__Selection__:

Postgres deadlocking when multiple processes run `CREATE INDEX CONCURRENTLY` #960

AkuSilvenius · 2023-07-25T10:24:29Z

Describe the Bug
When multiple processes run migrations in parallel (e.g. multiple application replicas running m.Up()), having CREATE INDEX CONCURRENTLY as part of the migration script will result in a deadlock, leaving behind a dirty database version as well as an INVALID index (expected as mentioned in docs).

Steps to Reproduce
I have added a failing test in my fork to mimic the behavior of multiple processes running the migrations in parallel here - it's basically the same test as in master branch here (which includes a migration file with a CREATE INDEX CONCURRENTLY), but just runs multiple times in parallel. Setting concurrency = 1 will pass the test, but any larger number of concurrency will result in a deadlock and a failing test.

__Instruction A__:
Answer from the issue above:
(i) Which statement in a migration script causes the deadlock?
(ii) Along with a dirty database version, what does the deadlock leave behind?
(iii) What concurrency setting lets the failing test pass?
The entries that follow are separate from the issue above.

__Data in this exercise__:
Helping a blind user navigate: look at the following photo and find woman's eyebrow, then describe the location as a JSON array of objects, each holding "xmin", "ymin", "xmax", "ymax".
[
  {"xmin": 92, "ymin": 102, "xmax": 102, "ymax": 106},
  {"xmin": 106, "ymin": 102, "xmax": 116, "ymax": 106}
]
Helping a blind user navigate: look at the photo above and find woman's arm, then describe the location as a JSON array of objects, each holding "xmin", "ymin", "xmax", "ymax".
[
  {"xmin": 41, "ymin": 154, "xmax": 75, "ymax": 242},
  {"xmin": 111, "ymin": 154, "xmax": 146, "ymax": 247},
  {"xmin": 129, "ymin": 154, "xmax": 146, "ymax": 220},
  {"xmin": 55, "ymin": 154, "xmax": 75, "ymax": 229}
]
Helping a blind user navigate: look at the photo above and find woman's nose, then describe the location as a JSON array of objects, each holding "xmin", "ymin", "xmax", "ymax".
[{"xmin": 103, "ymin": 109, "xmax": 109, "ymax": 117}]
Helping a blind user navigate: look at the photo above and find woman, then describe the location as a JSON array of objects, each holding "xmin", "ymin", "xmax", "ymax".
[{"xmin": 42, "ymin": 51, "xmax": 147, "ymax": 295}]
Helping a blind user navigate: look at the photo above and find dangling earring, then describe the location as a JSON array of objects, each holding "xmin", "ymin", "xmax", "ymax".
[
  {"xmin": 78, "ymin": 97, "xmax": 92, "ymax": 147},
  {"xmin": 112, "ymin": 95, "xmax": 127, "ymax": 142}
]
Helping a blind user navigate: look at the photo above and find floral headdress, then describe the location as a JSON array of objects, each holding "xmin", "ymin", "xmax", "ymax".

__Instruction B__: Reproduce the entries word for word, starting at the line that contains "and find dangling" and ending with the last line of the entries.

__Expected answer A__:
(i) CREATE INDEX CONCURRENTLY
(ii) An INVALID index
(iii) concurrency = 1

__Expected answer B__:
Helping a blind user navigate: look at the photo above and find dangling earring, then describe the location as a JSON array of objects, each holding "xmin", "ymin", "xmax", "ymax".
[
  {"xmin": 78, "ymin": 97, "xmax": 92, "ymax": 147},
  {"xmin": 112, "ymin": 95, "xmax": 127, "ymax": 142}
]
Helping a blind user navigate: look at the photo above and find floral headdress, then describe the location as a JSON array of objects, each holding "xmin", "ymin", "xmax", "ymax".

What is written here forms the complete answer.